TREŚĆ ZADANIA
Czy możesz przepisać wszystkie poniższe wpisy, zastępując „bar stool” przez „counter stool” i pozostawiając resztę bez zmian?

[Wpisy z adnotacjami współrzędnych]

┄┄┄┄┄┄┄┄┄┄┄┄┄┄┄┄┄┄┄┄

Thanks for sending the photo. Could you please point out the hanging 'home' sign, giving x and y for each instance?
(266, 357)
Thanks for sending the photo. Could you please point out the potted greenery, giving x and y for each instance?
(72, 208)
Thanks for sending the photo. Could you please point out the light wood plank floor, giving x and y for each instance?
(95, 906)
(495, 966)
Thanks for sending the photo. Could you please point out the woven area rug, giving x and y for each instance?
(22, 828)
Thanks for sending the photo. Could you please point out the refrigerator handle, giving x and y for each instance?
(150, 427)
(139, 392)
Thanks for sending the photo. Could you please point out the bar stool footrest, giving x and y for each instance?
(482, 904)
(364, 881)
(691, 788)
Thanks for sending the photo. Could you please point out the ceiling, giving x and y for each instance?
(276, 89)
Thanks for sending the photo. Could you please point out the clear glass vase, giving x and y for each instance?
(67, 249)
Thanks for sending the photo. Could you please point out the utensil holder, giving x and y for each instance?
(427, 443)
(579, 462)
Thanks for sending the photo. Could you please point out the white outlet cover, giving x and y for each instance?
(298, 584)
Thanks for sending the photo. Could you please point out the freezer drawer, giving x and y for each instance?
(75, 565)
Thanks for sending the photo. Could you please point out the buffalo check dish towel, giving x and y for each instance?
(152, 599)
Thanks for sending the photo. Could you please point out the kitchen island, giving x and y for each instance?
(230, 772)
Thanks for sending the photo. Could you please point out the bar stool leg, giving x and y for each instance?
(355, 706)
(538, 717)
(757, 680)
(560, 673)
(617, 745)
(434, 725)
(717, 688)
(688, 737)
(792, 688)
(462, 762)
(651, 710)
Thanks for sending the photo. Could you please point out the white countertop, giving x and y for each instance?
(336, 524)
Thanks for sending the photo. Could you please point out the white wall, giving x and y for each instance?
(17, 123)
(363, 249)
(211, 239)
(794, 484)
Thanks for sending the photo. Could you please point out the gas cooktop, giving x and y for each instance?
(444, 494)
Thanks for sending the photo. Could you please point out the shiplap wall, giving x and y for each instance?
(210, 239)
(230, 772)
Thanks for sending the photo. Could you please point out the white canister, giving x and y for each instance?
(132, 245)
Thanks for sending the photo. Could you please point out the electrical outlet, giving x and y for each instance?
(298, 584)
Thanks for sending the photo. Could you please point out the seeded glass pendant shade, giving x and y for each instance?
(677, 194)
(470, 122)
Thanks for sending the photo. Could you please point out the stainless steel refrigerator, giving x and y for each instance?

┄┄┄┄┄┄┄┄┄┄┄┄┄┄┄┄┄┄┄┄

ROZWIĄZANIE ZADANIA
Thanks for sending the photo. Could you please point out the hanging 'home' sign, giving x and y for each instance?
(266, 357)
Thanks for sending the photo. Could you please point out the potted greenery, giving x and y for each instance?
(72, 208)
Thanks for sending the photo. Could you please point out the light wood plank floor, giving x and y for each instance?
(95, 906)
(495, 966)
Thanks for sending the photo. Could you please point out the woven area rug, giving x and y for each instance?
(22, 828)
Thanks for sending the photo. Could you please point out the refrigerator handle, giving x and y for each instance?
(150, 427)
(139, 392)
Thanks for sending the photo. Could you please point out the counter stool footrest, giving x and y for each instance?
(482, 904)
(364, 881)
(691, 788)
Thanks for sending the photo. Could you please point out the ceiling, giving x and y for each instance?
(276, 89)
Thanks for sending the photo. Could you please point out the clear glass vase, giving x and y for each instance?
(67, 249)
Thanks for sending the photo. Could you please point out the utensil holder, giving x and y for each instance?
(427, 443)
(579, 462)
Thanks for sending the photo. Could you please point out the white outlet cover, giving x and y for each instance?
(298, 584)
Thanks for sending the photo. Could you please point out the freezer drawer, giving x and y for each instance?
(75, 565)
Thanks for sending the photo. Could you please point out the buffalo check dish towel, giving x and y for each instance?
(152, 599)
Thanks for sending the photo. Could you please point out the kitchen island, giving x and y for each instance?
(230, 772)
Thanks for sending the photo. Could you please point out the counter stool leg, giving x and y for each instance?
(355, 706)
(538, 717)
(757, 680)
(560, 673)
(617, 745)
(434, 725)
(717, 688)
(688, 737)
(792, 688)
(462, 762)
(651, 710)
Thanks for sending the photo. Could you please point out the white countertop, giving x and y for each instance?
(336, 524)
Thanks for sending the photo. Could you please point out the white wall, giving x and y for each instance?
(17, 123)
(363, 249)
(211, 239)
(794, 484)
Thanks for sending the photo. Could you please point out the gas cooktop, giving x and y for each instance?
(444, 494)
Thanks for sending the photo. Could you please point out the shiplap wall, giving x and y for each instance?
(210, 239)
(230, 772)
Thanks for sending the photo. Could you please point out the white canister, giving x and y for each instance?
(132, 245)
Thanks for sending the photo. Could you please point out the electrical outlet, giving x and y for each instance?
(298, 584)
Thanks for sending the photo. Could you please point out the seeded glass pendant shade, giving x and y for each instance?
(677, 194)
(470, 122)
Thanks for sending the photo. Could you please point out the stainless steel refrigerator, giving x and y for each instance?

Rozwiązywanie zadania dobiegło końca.